__SUPPLIED PASSAGE__.

- - - -

I apply these hydrogel sheets to my burns. They supposedly provide a moist environment to aide my skin in recovering. They feel like someone bottled heaven and squirted it onto a slightly adhesive pad. I put two on today instead of one - for twice the heavenly feeling. I make a mental note to ask the nurses for more of these at radiation today.

I go downstairs. Naomi again wants to know what the schedule is for the day, if we can make masks. We made these masks at their Super Hero Birthday party and still have several. We decorated a couple more masks a few days ago. But it is now about one-half hour before I’m supposed to have them at someone’s house so I can go to my radiation appointment. I still need to pack a bag for them and get them dressed. I tell her after taking them to Jesse’s house, I’ll inflate the mini-pool in our backyard for them to play in. “That’s it?” she says. She is not impressed with this schedule. It is too short. “That is all we’re going to do?”

These kids are sadly in need of a schedule, discipline, less television and some personal attention. But I’m in no shape to provide it. I feel very unqualified to be a mom this morning. They need someone else right now.

At 11:15 I’m pulling out of my garage with the kids to take them to Jesse’s house. I’m supposed to be putting on my gown for radiation right now in another part of town.

Steve, the creator of nicknames, calls me rad girl sometimes … since I’m going through radiation. But I don’t feel so rad this morning.

So after radiation, I stop home to rest for a few minutes before picking the kids up. Then I write this blog entry. It somehow makes me laugh at whole morning.

Beam Me Up, Scotty

A torso profile, a tomahawk, a bullhorn, a photographic histogram, a larger torso profile - these are the shapes of my radiation. They are made by a ten-foot-tall machine called Trilogy. The radiation comes out of an appendage that looks like Trilogy’s head. She forms the shapes by shifting small lead plates in her face. Photons shoot out of every part of her face not covered by the lead plates.

- - - -

[Dataset entries]
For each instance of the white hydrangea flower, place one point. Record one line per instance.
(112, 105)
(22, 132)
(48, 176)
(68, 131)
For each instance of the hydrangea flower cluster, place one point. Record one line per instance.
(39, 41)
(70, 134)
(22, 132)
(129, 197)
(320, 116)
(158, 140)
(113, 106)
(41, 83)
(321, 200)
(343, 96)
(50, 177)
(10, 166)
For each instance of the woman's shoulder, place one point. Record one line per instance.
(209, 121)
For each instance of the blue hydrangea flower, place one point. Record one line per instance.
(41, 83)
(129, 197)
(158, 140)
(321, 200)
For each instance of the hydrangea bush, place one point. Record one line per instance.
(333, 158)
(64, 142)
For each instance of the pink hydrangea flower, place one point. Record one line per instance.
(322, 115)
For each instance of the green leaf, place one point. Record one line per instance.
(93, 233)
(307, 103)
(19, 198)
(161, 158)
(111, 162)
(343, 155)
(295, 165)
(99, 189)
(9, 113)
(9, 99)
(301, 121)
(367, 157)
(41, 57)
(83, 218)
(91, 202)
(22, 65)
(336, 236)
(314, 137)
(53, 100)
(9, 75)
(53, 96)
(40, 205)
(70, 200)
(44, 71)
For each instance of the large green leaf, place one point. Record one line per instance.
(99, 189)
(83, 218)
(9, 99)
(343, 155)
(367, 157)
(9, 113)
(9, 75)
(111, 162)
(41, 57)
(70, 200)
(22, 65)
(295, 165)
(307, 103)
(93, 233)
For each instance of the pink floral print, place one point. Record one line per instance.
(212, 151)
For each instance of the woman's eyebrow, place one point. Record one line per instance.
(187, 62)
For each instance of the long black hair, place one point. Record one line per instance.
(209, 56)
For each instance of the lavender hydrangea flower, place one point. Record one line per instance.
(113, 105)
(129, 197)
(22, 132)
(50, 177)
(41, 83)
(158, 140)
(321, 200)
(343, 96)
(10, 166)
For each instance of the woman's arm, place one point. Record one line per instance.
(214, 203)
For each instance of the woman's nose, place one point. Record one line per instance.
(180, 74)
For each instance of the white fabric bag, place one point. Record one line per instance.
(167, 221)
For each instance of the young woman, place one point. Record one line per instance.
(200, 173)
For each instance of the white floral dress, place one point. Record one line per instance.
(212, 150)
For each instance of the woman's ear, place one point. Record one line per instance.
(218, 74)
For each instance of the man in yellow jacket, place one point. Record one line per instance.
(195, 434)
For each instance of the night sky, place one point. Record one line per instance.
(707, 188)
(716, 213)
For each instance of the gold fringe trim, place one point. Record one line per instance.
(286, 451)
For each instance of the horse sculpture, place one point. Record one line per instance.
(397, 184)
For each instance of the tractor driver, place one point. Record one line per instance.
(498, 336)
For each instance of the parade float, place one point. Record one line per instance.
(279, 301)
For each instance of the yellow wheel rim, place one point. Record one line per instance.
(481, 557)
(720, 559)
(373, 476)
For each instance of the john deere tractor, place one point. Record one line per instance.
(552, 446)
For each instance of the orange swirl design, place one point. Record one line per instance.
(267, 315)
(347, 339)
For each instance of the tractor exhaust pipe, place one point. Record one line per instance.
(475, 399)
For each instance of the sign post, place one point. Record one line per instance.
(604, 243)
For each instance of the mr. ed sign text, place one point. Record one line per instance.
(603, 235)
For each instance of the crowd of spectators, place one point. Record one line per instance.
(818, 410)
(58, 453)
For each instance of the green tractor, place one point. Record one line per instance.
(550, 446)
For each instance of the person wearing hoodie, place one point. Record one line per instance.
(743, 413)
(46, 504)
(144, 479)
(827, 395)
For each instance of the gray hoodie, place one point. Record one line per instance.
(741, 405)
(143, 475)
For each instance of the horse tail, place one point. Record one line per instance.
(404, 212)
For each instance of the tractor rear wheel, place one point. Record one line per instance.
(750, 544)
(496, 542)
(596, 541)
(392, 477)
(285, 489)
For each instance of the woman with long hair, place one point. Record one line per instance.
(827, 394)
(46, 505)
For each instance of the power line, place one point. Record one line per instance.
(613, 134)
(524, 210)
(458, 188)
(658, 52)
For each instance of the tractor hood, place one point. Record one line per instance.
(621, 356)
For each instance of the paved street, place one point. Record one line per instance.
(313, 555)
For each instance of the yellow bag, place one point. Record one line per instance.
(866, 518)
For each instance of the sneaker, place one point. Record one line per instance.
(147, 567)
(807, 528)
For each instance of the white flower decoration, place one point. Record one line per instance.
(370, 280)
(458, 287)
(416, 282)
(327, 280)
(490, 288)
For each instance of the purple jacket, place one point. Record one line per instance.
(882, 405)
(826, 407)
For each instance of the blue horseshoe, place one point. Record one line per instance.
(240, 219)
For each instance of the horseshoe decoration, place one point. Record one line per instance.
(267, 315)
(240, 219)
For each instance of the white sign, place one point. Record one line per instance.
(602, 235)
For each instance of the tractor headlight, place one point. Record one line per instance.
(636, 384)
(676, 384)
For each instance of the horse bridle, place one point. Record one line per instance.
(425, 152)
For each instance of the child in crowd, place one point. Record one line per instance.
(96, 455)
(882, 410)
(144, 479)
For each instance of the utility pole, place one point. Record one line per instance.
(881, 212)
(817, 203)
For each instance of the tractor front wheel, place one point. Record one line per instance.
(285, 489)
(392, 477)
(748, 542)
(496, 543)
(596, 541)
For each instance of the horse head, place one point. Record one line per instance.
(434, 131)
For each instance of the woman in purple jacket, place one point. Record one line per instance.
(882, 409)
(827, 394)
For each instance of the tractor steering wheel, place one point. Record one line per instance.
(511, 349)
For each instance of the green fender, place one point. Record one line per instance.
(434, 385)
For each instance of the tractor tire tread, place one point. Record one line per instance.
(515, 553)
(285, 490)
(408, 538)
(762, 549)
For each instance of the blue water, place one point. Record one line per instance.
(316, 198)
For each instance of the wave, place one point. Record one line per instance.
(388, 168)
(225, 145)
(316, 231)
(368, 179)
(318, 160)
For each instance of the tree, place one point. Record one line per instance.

- - - -

__INSTRUCTIONS__.
• a. Answer these questions about the radiation blog entry:
(i) How many hydrogel sheets did the writer put on today?
(ii) To whose house does the writer take the kids before radiation?
(iii) What is the name of the machine that makes the shapes of the radiation?
• b. Resume the radiation blog entry from its last sentence, keeping the same first-person voice.
The records play no part in what is asked here.

__ANSWERS PROVIDED__.
• a.
(i) Two.
(ii) Jesse's house.
(iii) Trilogy.

• b.
While I’m getting treated, I’m looking right at Trilogy’s face, watching the invisible radiation hit my chest. Trilogy is just inches away. I should be thinking about the beams killing off any cancer cells that might have been left behind. The treatment is supposed to ruin cell DNA so they can’t replicate.

But I’m usually wondering if my skin is going to hold up until treatment is over. I have just 8 treatments left but my skin is raw and red like a fire hydrant from my breast to my armpit where the beams hit me.

A red warning light flashes on the wall in front of me while Trilogy delivers the radiation. The light means “Danger. Get lost.” And the lab workers do.

No one else is around. The technicians exit the concrete lined room and shut the five-inch thick vault door before they turn Trilogy on. They all wear radiation meters to make sure they’re avoiding exposure.

After a couple minutes, Trilogy rotates her head around and underneath me. As she passes over my head, she makes different shapes with her plates. I can’t tell if she’s showing off, stretching or what.

Jamie, a lab technician, walks in, shifts the board I’m laying on and exits the room, closing the vault door again.

“This is treatment,” she says through the speaker and camera system. Trilogy emits a low hum. The flashing wall light turns on again.

You’re not supposed to feel anything during radiation. But sometimes I can feel my body slightly warm and stiffen while I’m on the table.

I lay very still. My body is covered with orange positive and negative signs to help the technicians line it up so just the right parts get radiated. My arms are held in place over my head by a mold formed just for me.

The doctor told me the radiation would likely scar about 10 to 15 percent of my right lung and could make my rib cage more prone to fractures if I were in a car accident in the future. There is a very small chance it could cause another cancer in that region. But the treatment also significantly reduces my chances of a reccurence.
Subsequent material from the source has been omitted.